What is required: Copy out the listing below line for line, leaving every character unchanged.

Information provided:

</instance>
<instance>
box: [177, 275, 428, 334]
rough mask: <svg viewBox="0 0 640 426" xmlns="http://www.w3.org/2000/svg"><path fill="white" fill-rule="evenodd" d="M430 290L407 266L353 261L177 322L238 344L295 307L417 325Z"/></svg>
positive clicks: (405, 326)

Your response:
</instance>
<instance>
box: [177, 275, 428, 334]
rough mask: <svg viewBox="0 0 640 426" xmlns="http://www.w3.org/2000/svg"><path fill="white" fill-rule="evenodd" d="M430 290L407 266L353 261L177 322L238 344L295 307L417 325Z"/></svg>
positive clicks: (405, 326)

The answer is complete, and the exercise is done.